> **Required work**: Within the records below is a range that opens at the line with "Target: recliner armrest" and closes at the line with "<point>295,324</point>". Return that range word for word, both ends included, and only that range.

> **Supplied data**:
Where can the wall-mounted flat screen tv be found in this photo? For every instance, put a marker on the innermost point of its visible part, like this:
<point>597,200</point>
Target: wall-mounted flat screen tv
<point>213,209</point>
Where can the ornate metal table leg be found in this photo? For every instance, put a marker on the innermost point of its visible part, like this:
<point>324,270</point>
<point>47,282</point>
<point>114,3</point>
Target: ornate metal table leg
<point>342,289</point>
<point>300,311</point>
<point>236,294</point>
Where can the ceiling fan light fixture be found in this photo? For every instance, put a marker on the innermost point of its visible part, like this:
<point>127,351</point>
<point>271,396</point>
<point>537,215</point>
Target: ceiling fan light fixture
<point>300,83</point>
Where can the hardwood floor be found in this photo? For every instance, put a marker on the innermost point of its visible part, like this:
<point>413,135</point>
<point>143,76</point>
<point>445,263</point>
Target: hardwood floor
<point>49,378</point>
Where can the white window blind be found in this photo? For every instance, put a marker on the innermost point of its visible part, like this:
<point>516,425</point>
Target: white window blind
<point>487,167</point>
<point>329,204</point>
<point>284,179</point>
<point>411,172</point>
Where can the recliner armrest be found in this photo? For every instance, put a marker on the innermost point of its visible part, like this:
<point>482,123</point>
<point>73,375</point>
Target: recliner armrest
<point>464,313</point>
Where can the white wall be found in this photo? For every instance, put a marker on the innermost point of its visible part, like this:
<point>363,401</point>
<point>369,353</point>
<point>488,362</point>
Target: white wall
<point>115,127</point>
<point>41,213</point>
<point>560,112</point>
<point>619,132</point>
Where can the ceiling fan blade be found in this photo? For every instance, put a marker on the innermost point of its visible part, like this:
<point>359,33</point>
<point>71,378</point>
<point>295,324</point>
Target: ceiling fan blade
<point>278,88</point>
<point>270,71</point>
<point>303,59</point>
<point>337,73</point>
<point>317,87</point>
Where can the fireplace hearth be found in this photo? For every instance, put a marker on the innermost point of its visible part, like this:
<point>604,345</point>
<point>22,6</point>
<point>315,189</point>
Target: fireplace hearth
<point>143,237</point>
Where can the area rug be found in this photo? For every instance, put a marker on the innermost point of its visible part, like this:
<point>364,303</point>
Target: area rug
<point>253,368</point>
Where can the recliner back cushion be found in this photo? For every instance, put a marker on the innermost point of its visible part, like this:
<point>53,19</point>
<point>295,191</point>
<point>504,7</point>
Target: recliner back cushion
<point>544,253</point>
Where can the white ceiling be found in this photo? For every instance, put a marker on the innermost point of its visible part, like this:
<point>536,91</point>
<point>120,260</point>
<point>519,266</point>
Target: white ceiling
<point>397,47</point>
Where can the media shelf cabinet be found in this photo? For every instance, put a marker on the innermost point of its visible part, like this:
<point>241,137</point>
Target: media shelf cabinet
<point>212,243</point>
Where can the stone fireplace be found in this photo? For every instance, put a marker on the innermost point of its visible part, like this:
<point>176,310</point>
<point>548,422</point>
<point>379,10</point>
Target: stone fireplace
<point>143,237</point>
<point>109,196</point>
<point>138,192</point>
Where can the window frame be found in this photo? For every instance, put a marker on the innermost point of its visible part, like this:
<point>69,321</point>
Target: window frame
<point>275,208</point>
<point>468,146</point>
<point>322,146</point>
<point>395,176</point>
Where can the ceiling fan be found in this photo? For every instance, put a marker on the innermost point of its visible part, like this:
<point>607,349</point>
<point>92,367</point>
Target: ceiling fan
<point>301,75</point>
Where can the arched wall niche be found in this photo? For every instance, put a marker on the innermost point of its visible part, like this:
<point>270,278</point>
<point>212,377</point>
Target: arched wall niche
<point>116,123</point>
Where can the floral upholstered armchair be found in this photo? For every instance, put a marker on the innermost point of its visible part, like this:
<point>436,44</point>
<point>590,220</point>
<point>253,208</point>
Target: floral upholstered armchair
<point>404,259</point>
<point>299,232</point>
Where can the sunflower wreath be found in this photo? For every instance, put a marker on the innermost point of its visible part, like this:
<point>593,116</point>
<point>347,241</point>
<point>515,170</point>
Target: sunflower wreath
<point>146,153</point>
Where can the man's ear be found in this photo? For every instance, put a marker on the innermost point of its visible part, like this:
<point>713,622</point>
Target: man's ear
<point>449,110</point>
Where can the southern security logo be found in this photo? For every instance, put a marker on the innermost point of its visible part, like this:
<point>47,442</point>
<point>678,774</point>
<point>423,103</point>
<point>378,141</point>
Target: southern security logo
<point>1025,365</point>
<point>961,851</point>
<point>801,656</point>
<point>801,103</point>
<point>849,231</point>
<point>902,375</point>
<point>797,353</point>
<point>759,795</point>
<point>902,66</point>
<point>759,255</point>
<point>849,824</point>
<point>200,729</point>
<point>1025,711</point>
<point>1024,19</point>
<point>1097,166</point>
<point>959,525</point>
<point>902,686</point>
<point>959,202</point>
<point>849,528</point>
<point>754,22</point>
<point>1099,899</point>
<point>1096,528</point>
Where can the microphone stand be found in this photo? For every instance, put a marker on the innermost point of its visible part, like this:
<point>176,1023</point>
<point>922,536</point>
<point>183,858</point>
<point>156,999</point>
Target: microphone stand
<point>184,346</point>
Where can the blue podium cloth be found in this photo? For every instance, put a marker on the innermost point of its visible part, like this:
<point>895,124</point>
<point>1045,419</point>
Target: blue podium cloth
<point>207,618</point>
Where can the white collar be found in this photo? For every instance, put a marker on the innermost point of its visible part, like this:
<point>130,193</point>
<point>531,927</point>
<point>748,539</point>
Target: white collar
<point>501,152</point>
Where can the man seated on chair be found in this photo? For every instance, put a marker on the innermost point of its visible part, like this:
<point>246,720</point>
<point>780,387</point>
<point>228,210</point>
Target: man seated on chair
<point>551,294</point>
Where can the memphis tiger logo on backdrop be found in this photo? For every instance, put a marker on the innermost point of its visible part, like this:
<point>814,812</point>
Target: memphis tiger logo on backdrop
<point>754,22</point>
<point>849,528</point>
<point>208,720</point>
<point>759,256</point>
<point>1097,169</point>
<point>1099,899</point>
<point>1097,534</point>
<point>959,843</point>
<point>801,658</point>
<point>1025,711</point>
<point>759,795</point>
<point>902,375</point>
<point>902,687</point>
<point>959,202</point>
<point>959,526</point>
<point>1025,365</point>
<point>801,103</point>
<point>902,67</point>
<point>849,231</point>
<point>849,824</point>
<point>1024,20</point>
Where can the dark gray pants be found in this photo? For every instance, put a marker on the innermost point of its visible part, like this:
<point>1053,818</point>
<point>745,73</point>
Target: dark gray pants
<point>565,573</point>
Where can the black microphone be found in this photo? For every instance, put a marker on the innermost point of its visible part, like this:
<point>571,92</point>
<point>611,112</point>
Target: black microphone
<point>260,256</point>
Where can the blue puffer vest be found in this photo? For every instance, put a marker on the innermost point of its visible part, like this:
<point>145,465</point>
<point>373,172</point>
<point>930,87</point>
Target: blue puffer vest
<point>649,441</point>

> **Reply**:
Target: recliner armrest
<point>464,313</point>
Where can the white wall be found in this photo? For every instance, put a marker on the innermost point of its visible part, like this:
<point>363,401</point>
<point>369,353</point>
<point>488,362</point>
Target: white wall
<point>115,127</point>
<point>41,213</point>
<point>560,112</point>
<point>619,132</point>
Where can the ceiling fan blade be found in this photo? For every instance, put a marker on the innermost point of its visible part, like this:
<point>359,33</point>
<point>71,378</point>
<point>295,324</point>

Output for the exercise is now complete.